* The task *
Please copy every row below verbatim, omitting the pictures.

-- Source material start --

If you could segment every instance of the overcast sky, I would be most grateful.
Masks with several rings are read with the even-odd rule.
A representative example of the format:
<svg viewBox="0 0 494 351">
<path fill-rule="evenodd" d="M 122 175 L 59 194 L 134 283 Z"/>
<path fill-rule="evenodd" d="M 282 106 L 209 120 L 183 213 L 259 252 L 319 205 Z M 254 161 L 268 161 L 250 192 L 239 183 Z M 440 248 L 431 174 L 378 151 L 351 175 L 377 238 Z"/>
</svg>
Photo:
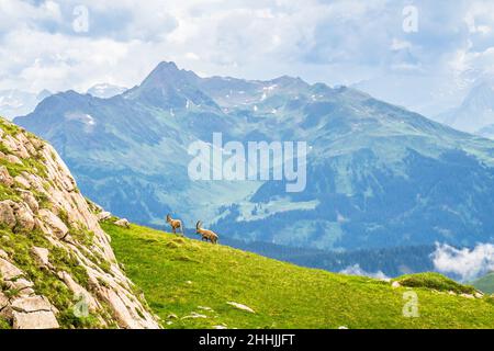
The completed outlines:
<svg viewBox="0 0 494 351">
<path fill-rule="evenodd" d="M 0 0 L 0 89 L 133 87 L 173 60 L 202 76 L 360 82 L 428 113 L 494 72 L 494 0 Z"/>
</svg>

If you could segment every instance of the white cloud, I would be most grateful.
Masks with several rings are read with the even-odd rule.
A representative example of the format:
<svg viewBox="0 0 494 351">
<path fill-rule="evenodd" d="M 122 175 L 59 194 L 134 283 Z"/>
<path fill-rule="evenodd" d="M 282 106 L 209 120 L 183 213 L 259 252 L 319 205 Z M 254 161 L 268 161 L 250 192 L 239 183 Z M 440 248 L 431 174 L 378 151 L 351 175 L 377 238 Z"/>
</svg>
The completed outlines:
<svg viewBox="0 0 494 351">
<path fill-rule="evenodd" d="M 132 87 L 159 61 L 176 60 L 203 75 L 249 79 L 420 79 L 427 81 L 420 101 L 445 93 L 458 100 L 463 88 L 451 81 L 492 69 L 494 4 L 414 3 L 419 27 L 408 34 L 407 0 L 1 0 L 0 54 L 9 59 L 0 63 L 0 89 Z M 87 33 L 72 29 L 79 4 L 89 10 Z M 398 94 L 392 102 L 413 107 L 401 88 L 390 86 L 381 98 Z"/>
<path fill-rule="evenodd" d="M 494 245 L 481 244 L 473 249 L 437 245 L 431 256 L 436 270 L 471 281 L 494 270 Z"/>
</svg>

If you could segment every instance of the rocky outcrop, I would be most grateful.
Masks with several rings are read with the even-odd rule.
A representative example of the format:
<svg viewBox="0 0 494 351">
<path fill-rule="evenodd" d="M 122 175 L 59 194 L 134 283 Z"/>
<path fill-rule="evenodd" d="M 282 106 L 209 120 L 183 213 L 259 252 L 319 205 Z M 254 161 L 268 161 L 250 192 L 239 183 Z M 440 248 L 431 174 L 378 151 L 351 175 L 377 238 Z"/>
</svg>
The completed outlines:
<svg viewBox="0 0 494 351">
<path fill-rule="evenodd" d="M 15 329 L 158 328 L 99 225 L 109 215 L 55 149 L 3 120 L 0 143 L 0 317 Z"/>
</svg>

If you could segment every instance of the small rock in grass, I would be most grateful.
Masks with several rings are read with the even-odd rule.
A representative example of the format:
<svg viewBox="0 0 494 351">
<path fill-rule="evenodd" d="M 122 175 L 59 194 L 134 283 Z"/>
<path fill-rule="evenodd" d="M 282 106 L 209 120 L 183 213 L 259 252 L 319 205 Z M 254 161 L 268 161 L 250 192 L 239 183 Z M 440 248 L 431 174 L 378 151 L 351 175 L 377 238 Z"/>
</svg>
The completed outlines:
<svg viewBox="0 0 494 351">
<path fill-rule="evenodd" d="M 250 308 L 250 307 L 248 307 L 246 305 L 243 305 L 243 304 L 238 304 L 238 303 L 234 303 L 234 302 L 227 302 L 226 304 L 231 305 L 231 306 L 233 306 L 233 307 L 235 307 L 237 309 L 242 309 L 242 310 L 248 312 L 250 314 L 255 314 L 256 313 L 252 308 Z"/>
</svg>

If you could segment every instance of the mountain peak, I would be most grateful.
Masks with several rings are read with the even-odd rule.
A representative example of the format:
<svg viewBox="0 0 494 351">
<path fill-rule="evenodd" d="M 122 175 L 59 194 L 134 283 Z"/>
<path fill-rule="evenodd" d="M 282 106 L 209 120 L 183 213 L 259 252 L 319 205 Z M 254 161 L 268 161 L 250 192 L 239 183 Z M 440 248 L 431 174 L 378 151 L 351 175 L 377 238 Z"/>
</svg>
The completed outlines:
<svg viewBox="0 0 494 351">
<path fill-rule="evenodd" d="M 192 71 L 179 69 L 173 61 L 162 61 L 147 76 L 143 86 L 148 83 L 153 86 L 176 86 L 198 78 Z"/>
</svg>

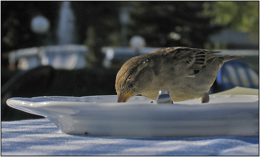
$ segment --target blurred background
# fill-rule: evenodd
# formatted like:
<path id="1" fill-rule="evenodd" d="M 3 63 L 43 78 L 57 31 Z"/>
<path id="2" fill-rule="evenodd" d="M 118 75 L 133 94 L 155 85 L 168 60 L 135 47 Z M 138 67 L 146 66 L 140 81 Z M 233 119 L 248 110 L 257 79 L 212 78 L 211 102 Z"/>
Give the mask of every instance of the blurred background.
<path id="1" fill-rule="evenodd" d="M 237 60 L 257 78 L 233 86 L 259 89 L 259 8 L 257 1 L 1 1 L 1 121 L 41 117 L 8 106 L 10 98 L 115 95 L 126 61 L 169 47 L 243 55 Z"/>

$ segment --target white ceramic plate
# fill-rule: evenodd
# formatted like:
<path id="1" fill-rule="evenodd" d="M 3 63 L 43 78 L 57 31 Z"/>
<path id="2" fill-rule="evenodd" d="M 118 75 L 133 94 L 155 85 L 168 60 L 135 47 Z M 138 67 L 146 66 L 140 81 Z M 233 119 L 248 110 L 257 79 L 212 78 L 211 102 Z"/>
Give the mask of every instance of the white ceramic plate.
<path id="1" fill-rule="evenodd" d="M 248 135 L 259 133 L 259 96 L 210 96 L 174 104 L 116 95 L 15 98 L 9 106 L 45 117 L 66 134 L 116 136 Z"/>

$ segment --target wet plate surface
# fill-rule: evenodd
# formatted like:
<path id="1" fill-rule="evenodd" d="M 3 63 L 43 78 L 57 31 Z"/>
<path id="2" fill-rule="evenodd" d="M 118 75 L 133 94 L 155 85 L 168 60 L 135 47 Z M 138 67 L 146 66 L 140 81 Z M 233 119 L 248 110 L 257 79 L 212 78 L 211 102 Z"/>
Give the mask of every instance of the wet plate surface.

-- Source material end --

* Right answer *
If you could segment every instance of the overcast sky, I would be most grateful.
Masks with several rings are read with the even-odd rule.
A representative example of the format:
<svg viewBox="0 0 494 351">
<path fill-rule="evenodd" d="M 122 175 L 59 194 L 134 283 Z"/>
<path fill-rule="evenodd" d="M 282 106 L 209 120 L 183 213 L 259 252 L 319 205 Z M 254 161 L 268 161 L 250 192 L 239 183 Z M 440 248 L 431 174 L 378 151 L 351 175 L 377 238 Z"/>
</svg>
Photo:
The completed outlines:
<svg viewBox="0 0 494 351">
<path fill-rule="evenodd" d="M 0 0 L 0 89 L 133 87 L 173 60 L 202 76 L 360 82 L 428 113 L 494 72 L 494 0 Z"/>
</svg>

If you could segment every instance of the white cloud, I would be most grateful.
Masks with several rings are read with the even-odd rule.
A representative example of the format:
<svg viewBox="0 0 494 351">
<path fill-rule="evenodd" d="M 122 175 L 59 194 L 134 283 Z"/>
<path fill-rule="evenodd" d="M 282 106 L 209 120 L 183 213 L 259 252 L 319 205 Z M 254 161 L 268 161 L 250 192 L 239 183 Z M 440 248 L 431 174 L 378 151 L 351 175 L 377 238 Z"/>
</svg>
The completed outlines:
<svg viewBox="0 0 494 351">
<path fill-rule="evenodd" d="M 132 87 L 159 61 L 176 60 L 203 75 L 249 79 L 420 79 L 427 81 L 420 101 L 445 93 L 458 100 L 463 88 L 451 81 L 492 69 L 494 4 L 414 3 L 419 27 L 408 34 L 407 0 L 1 0 L 0 54 L 9 59 L 0 63 L 0 89 Z M 87 33 L 72 29 L 79 4 L 89 10 Z M 398 94 L 392 102 L 413 107 L 401 88 L 390 86 L 381 98 Z"/>
<path fill-rule="evenodd" d="M 494 245 L 481 244 L 473 249 L 437 245 L 431 256 L 436 270 L 471 281 L 494 270 Z"/>
</svg>

If you could segment every instance of the rocky outcrop, I would be most grateful.
Masks with several rings are read with the even-odd rule.
A representative example of the format:
<svg viewBox="0 0 494 351">
<path fill-rule="evenodd" d="M 122 175 L 59 194 L 134 283 Z"/>
<path fill-rule="evenodd" d="M 282 106 L 209 120 L 183 213 L 259 252 L 319 205 Z M 254 161 L 268 161 L 250 192 L 239 183 Z M 440 248 L 431 174 L 378 151 L 351 175 L 377 238 Z"/>
</svg>
The completed outlines:
<svg viewBox="0 0 494 351">
<path fill-rule="evenodd" d="M 15 329 L 158 328 L 99 225 L 109 215 L 55 149 L 3 120 L 0 143 L 0 317 Z"/>
</svg>

If you could segment every instance of the small rock in grass, I would be most grateful.
Masks with several rings are read with the even-odd rule.
A representative example of the format:
<svg viewBox="0 0 494 351">
<path fill-rule="evenodd" d="M 122 175 L 59 194 L 134 283 Z"/>
<path fill-rule="evenodd" d="M 282 106 L 209 120 L 183 213 L 259 252 L 319 205 Z M 254 161 L 268 161 L 250 192 L 239 183 Z M 440 248 L 431 174 L 378 151 L 351 175 L 377 238 Z"/>
</svg>
The completed outlines:
<svg viewBox="0 0 494 351">
<path fill-rule="evenodd" d="M 250 308 L 250 307 L 248 307 L 246 305 L 243 305 L 243 304 L 238 304 L 238 303 L 234 303 L 234 302 L 227 302 L 226 304 L 231 305 L 231 306 L 233 306 L 233 307 L 235 307 L 237 309 L 242 309 L 242 310 L 248 312 L 250 314 L 255 314 L 256 313 L 252 308 Z"/>
</svg>

If you could segment every instance of the mountain peak, I would be most grateful.
Masks with several rings are read with the even-odd rule.
A representative example of the format:
<svg viewBox="0 0 494 351">
<path fill-rule="evenodd" d="M 122 175 L 59 194 L 134 283 Z"/>
<path fill-rule="evenodd" d="M 282 106 L 209 120 L 183 213 L 259 252 L 319 205 Z M 254 161 L 268 161 L 250 192 L 239 183 Z M 440 248 L 431 174 L 378 151 L 351 175 L 377 238 Z"/>
</svg>
The completed outlines:
<svg viewBox="0 0 494 351">
<path fill-rule="evenodd" d="M 192 71 L 179 69 L 173 61 L 162 61 L 147 76 L 143 86 L 148 83 L 153 86 L 176 86 L 198 78 Z"/>
</svg>

$ segment --target blurred background
# fill-rule: evenodd
# formatted like:
<path id="1" fill-rule="evenodd" d="M 3 63 L 43 78 L 57 31 Z"/>
<path id="2" fill-rule="evenodd" d="M 118 75 L 133 94 L 155 85 L 168 60 L 135 47 Z M 138 67 L 146 66 L 140 81 Z M 233 119 L 248 110 L 257 79 L 212 78 L 211 102 Z"/>
Give the mask of every instance of the blurred background.
<path id="1" fill-rule="evenodd" d="M 237 60 L 257 78 L 233 86 L 259 89 L 259 8 L 257 1 L 1 1 L 1 121 L 41 117 L 8 106 L 10 98 L 115 95 L 126 61 L 169 47 L 243 55 Z"/>

$ segment --target white ceramic plate
# fill-rule: evenodd
# formatted like:
<path id="1" fill-rule="evenodd" d="M 3 63 L 43 78 L 57 31 Z"/>
<path id="2" fill-rule="evenodd" d="M 118 75 L 133 94 L 155 85 L 168 60 L 135 47 Z M 138 67 L 146 66 L 140 81 Z M 233 119 L 248 110 L 257 79 L 212 78 L 211 102 Z"/>
Give the mask of every instance of the white ceramic plate.
<path id="1" fill-rule="evenodd" d="M 248 135 L 259 133 L 259 96 L 210 96 L 174 104 L 116 95 L 15 98 L 9 106 L 45 117 L 66 134 L 116 136 Z"/>

$ segment --target wet plate surface
# fill-rule: evenodd
# formatted like:
<path id="1" fill-rule="evenodd" d="M 3 63 L 43 78 L 57 31 Z"/>
<path id="2" fill-rule="evenodd" d="M 118 75 L 133 94 L 155 85 L 168 60 L 135 47 Z M 138 67 L 146 66 L 140 81 Z M 233 119 L 248 110 L 257 79 L 212 78 L 211 102 Z"/>
Give the mask of every instance of the wet plate surface.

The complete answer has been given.